Work to complete.
A. Answer these from the datasheet excerpt, one line each:
(i) What order number does the evaluation board have?
(ii) In which package is the ZXLD1366 used on that board?
(iii) What maximum operating voltage does the reference design allow?
B. Using the datasheet excerpt, explain in one to three sentences what the ZXLD1366EV2 board is set up for and what application it targets.

Source.

————

ORDERING INFORMATION
EVALBOARD ORDER NUMBER
ZXLD1366EV2
DEVICE ORDER NUMBER
ZXLD1366DACTC
ZXLD1366E5TA
ZXLD1366EN8TC
Please note: Evaluation boards are subject to availability and qualified leads.
ZXLD1366EV2 EVALUATION BOARD
REFERENCE DESIGN
The ZXLD1366EV2 is an evaluation board configured to be used with the ZXLD1366 in DFN3030-6 package, as in
Figure 2. The target application is a driver for one or more series-connected LEDs for luminaires in both commercial
and automotive applications.
The maximum operating voltage is 60V, and the nominal current is set at 1A with a 0.2 sense resistor R1. The
device operates in continuous mode at approximately 70kHz, with a 150µH inductor, when the system drives a single
LED.

————

Source data.

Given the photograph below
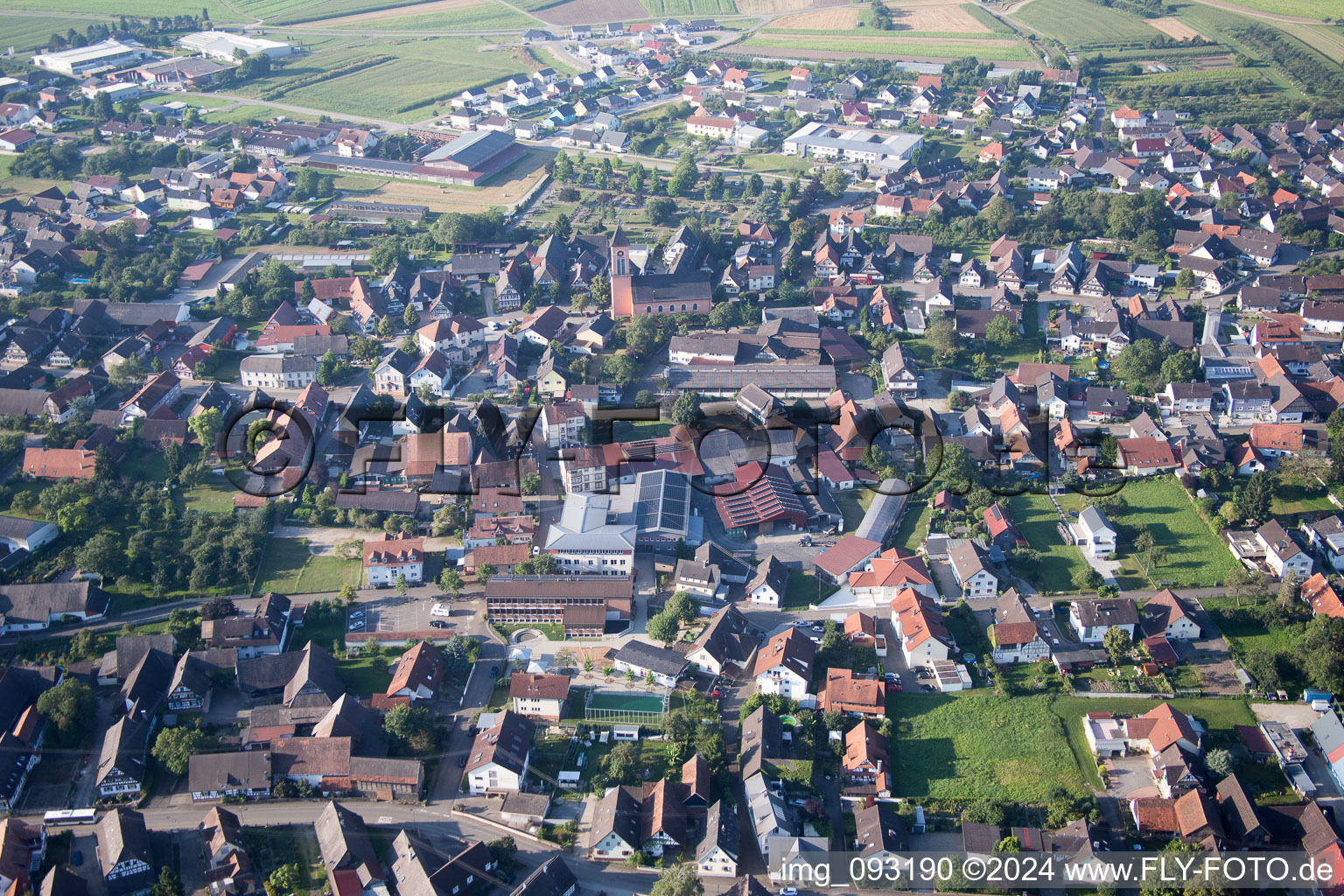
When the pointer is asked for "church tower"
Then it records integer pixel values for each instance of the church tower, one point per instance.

————

Set of answers.
A.
(i) ZXLD1366EV2
(ii) DFN3030-6
(iii) 60V

B. The ZXLD1366EV2 is configured for use with the ZXLD1366 in the DFN3030-6 package. Its target application is driving one or more series-connected LEDs for luminaires in commercial and automotive applications.